START Passage
I saw Ashley a couple or three months before she took her own life. My friend and I picked her up and took her to the 7-Eleven where she offered to buy me a hot dog and a drink with her usual kindness. But I could see there was something different with her. I had seen it in many homeless before, the years of being beat down with no encouragement, no hope, and whatever hope they did have left was wrung out from them by a world that would rather see them dead than to help them up. Her shoulders weren’t as square as they once were and she didn’t walk as upright as she had on the riverbed.
I said, ” What’s the matter, darlin’?” She began to talk about the corrupt homeless system in Orange County. She said that she felt like she was never going to get anywhere, like she was walking in circles, in a pond of mud, stuck! She felt like she was never going to get out of it. She said when she tried to talk to those who were supposed to help about how she felt, it seems like they didn’t want to hear what she had to say and that no one really cared. I remember one of the last things she said to me, ” Maybe if those Board of Supervisors would just tell the truth about things, maybe something different would happen.”
END Passage
Task list |
• 1. Please reproduce the part of the passage about Ashley that opens with the words containing "I saw Ashley" and closes with "on the riverbed.", copying it word for word.
• 2. Answer these questions from the passage about Ashley:
(a) Where did the narrator and a friend take Ashley?
(b) What did Ashley offer to buy the narrator?
(c) What did Ashley begin to talk about when asked what was the matter?
START Collected material
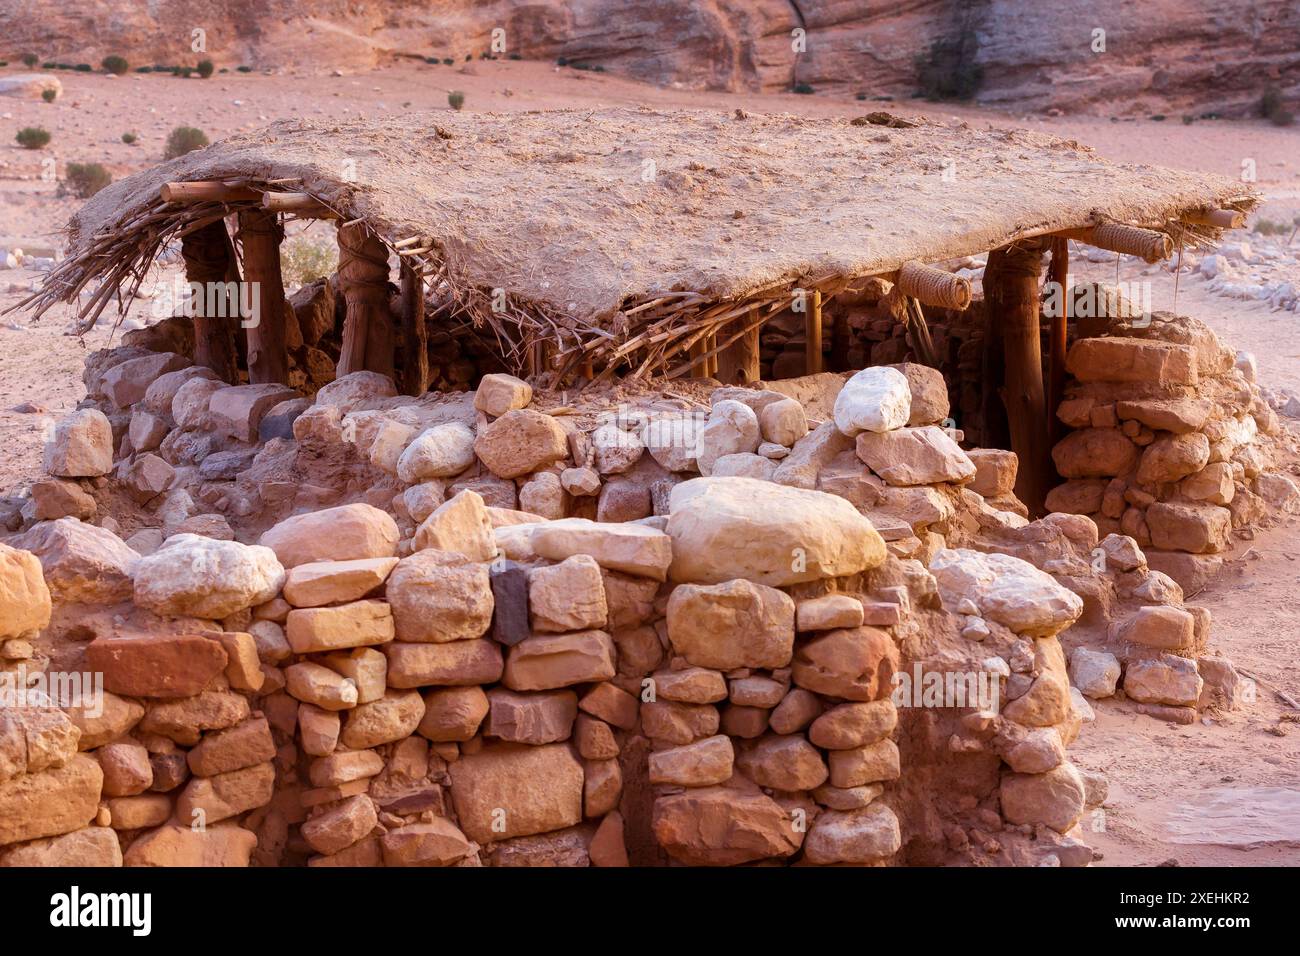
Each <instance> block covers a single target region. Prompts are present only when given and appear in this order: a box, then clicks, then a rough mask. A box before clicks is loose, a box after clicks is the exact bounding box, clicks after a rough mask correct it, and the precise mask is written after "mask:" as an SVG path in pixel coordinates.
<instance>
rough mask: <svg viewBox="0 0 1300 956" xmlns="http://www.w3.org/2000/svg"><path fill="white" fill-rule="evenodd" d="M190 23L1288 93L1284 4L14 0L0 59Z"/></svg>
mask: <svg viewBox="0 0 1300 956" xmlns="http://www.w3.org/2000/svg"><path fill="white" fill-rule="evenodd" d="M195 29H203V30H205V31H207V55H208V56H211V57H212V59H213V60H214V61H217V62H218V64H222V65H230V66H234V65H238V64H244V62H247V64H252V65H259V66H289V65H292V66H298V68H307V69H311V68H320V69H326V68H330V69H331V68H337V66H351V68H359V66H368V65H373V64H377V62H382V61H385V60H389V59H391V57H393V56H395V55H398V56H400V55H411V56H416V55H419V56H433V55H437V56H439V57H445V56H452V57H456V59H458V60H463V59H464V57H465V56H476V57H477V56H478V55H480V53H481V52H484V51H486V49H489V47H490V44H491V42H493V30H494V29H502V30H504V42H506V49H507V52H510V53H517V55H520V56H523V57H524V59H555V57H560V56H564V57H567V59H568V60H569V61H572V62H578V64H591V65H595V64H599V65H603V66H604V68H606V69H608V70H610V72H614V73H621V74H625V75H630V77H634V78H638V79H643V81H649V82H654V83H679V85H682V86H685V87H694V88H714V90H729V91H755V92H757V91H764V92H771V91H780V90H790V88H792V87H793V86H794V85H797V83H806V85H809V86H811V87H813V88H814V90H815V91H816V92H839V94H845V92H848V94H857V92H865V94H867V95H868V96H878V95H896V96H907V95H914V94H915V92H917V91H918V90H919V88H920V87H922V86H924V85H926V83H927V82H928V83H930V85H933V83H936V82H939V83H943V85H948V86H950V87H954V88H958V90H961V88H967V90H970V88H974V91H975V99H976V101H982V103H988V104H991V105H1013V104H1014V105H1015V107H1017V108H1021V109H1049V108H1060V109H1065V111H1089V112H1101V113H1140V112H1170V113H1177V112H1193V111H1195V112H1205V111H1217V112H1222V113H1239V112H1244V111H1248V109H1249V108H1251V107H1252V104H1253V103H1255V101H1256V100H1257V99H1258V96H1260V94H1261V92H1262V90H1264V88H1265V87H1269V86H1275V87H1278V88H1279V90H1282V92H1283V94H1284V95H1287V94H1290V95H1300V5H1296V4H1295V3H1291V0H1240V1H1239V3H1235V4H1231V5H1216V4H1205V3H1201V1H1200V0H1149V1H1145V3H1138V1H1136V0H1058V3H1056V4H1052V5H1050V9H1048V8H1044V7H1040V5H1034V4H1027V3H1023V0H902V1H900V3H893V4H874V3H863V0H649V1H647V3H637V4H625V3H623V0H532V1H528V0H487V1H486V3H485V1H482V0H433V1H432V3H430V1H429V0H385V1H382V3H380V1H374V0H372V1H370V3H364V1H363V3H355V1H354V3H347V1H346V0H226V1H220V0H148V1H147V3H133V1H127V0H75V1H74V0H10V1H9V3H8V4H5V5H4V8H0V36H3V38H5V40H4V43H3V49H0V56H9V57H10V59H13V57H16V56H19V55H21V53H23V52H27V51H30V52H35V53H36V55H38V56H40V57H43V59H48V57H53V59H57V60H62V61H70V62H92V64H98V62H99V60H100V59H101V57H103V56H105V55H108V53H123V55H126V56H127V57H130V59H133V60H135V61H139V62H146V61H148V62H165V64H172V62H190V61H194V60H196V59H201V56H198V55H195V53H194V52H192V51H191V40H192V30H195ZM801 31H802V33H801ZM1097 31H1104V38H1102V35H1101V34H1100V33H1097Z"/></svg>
END Collected material
Task responses |
• 1.
I saw Ashley a couple or three months before she took her own life. My friend and I picked her up and took her to the 7-Eleven where she offered to buy me a hot dog and a drink with her usual kindness. But I could see there was something different with her. I had seen it in many homeless before, the years of being beat down with no encouragement, no hope, and whatever hope they did have left was wrung out from them by a world that would rather see them dead than to help them up. Her shoulders weren’t as square as they once were and she didn’t walk as upright as she had on the riverbed.

• 2.
(a) The 7-Eleven.
(b) A hot dog and a drink.
(c) The corrupt homeless system in Orange County.